(Excerpts from location labeling data)
###

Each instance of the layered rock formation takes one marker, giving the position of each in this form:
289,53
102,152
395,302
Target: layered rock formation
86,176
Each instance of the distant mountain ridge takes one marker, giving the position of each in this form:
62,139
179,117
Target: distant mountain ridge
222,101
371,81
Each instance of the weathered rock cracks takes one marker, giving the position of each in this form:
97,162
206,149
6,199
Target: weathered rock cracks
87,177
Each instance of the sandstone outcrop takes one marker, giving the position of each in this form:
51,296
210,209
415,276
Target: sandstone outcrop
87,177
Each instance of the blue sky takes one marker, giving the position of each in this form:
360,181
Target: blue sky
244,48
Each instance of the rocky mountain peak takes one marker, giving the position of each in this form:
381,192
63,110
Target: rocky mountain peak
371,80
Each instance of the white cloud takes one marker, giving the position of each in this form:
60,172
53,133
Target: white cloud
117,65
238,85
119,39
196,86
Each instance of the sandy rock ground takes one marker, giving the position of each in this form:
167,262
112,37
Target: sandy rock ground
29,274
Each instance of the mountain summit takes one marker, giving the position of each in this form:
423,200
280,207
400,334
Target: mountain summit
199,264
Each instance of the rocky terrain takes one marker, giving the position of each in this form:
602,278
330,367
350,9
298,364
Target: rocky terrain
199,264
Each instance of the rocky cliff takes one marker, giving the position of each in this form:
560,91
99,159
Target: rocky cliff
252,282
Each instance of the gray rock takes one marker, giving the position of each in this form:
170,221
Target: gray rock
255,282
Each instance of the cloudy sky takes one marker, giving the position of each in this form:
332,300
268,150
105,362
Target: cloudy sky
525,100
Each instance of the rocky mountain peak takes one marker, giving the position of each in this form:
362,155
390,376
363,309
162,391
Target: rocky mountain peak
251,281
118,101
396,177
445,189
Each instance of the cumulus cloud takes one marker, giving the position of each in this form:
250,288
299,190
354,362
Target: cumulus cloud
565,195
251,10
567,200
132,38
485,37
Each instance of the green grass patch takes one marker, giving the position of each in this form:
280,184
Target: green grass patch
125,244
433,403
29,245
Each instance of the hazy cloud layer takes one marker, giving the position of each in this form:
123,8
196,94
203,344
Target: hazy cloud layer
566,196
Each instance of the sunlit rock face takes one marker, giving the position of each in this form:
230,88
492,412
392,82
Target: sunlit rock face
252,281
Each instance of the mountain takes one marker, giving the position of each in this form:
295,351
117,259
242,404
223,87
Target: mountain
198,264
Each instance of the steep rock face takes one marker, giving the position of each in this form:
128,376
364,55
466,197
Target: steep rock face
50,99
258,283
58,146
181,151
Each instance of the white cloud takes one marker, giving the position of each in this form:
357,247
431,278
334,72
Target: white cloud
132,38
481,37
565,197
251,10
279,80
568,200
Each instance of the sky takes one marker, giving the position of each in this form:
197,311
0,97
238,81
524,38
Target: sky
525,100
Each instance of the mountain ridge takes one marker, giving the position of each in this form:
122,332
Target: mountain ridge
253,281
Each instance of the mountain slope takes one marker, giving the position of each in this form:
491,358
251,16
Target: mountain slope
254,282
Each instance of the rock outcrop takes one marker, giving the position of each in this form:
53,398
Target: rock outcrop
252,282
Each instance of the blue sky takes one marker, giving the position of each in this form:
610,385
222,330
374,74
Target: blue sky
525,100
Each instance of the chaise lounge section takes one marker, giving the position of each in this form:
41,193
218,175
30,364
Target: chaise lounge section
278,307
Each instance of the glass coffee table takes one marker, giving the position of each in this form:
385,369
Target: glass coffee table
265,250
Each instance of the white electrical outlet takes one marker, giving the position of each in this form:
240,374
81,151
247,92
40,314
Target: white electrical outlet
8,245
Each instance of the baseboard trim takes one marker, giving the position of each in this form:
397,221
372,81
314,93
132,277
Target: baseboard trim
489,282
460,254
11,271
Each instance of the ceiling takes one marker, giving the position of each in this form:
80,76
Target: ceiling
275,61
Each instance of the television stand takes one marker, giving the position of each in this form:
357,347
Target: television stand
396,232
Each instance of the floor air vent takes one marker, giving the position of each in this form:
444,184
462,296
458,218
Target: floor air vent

###

(AIM):
Write out all of the rows above again, keeping every line identical to the original.

(RESPONSE TO THE TASK):
Each instance of the layered rock formation takes one marker, giving the position of each in this form:
289,53
102,152
395,302
Target: layered rock formation
86,176
Each instance of the distant mountain ridge takes one marker, giving the position of each in this form:
62,139
179,117
Target: distant mountain ridge
222,101
371,81
Each instance of the weathered rock cracks takes one marker, giving the position of each in this form:
97,162
206,149
6,199
Target: weathered rock cracks
87,177
Each instance of the sandstone outcrop takes one marker, giving the position of each in this form:
51,296
210,209
415,276
Target: sandstone outcrop
87,177
Each instance of the blue sky takes one marker, giving the position of each in this form:
360,181
Target: blue sky
244,48
Each instance of the rocky mountain peak takes one marker, giving the position of each in this form:
381,192
63,110
Target: rocky mountain peak
371,80
Each instance of the white cloud takes one marker, giving the position of each in this form:
60,172
53,133
Target: white cloud
117,65
238,85
119,39
196,86
Each instance of the sandy rock ground takes one marker, giving the position of each in this form:
167,262
112,37
Target: sandy rock ground
29,274
Each instance of the mountain summit takes one marker, giving the position of each in this form:
423,200
280,207
400,334
Target: mountain summit
199,264
Each instance of the rocky terrain takes one marker, giving the position of each in this form:
602,278
330,367
350,9
298,364
Target: rocky terrain
199,264
Each instance of the rocky cliff takes one marker, giving the position of each in this form:
560,91
99,159
Target: rocky cliff
252,282
Each instance of the gray rock takes one marker, giving the position of each in this form:
170,221
Target: gray rock
255,282
Each instance of the cloudy sky takes one marker, giving the position of each in this form:
332,300
268,150
105,362
Target: cloudy sky
525,100
Each instance of the rocky mountain peak takes one marker, giving the position of each in this form:
362,155
390,376
363,309
162,391
Target: rocky mountain peak
251,281
118,101
396,177
445,189
Each instance of the cumulus cloud takes one marker, giving the position of each in this form:
250,288
299,190
354,362
Target: cumulus cloud
565,195
251,10
567,200
132,38
485,37
Each instance of the green grass patch takes one marker, giving the position of each in this form:
280,184
Target: green grass patch
125,244
433,403
29,245
Each instance of the hazy cloud layer takes one marker, giving the position of each in this form:
123,8
196,94
203,344
Target: hazy cloud layer
566,196
Each instance of the sunlit rock face takes one marker, giving the position of each in this form:
230,88
492,412
392,82
Target: sunlit rock face
252,281
Each instance of the mountain takes one marker, giving the position of each in this form:
295,351
117,259
242,404
223,87
Target: mountain
198,264
Each instance of the steep rock face takes one marker, giving the position of each in this form:
128,376
364,55
466,197
Target: steep rock face
50,99
258,283
58,146
181,151
Each instance of the white cloud takes one marker, giving the position of each in this form:
357,247
431,278
334,72
Target: white cloud
132,38
481,37
565,197
251,10
279,80
568,200
Each instance of the sky takes one marker, giving the position of each in this form:
197,311
0,97
238,81
524,38
Target: sky
525,100
Each instance of the mountain ridge takes one marker, giving the position of each in this form:
122,332
Target: mountain ridge
253,281
Each instance of the mountain slope takes one marker, giving the position of each in this form:
491,358
251,16
Target: mountain slope
254,282
Each instance of the rock outcrop takes one marker, giving the position of each in this form:
53,398
Target: rock outcrop
252,282
Each instance of the blue sky takes one marker, giving the position of each in this form:
610,385
222,330
374,74
Target: blue sky
525,100
Each instance of the chaise lounge section takes one marker, giving the position of each in this form:
41,193
218,175
30,364
Target: chaise lounge section
278,307
Each instance of the glass coffee table takes one marker, giving the position of each in this form:
385,369
Target: glass coffee table
265,250
Each instance of the white electrical outlet takes one marker, giving the position of each in this form:
240,374
81,151
247,92
40,314
Target: white electrical outlet
8,245
Each instance of the baseboard trim takes one marker, giving the position of each in this form:
397,221
372,81
314,93
132,277
Target: baseboard trim
489,282
460,254
11,271
Each instance of the ceiling takes one marker, giving the position of each in this form:
80,76
Target: ceiling
275,61
Each instance of the television stand takes one marker, giving the position of each in this form:
357,347
Target: television stand
396,232
Each instance of the floor air vent takes one marker, giving the position of each in this form:
444,184
462,296
458,218
Target: floor air vent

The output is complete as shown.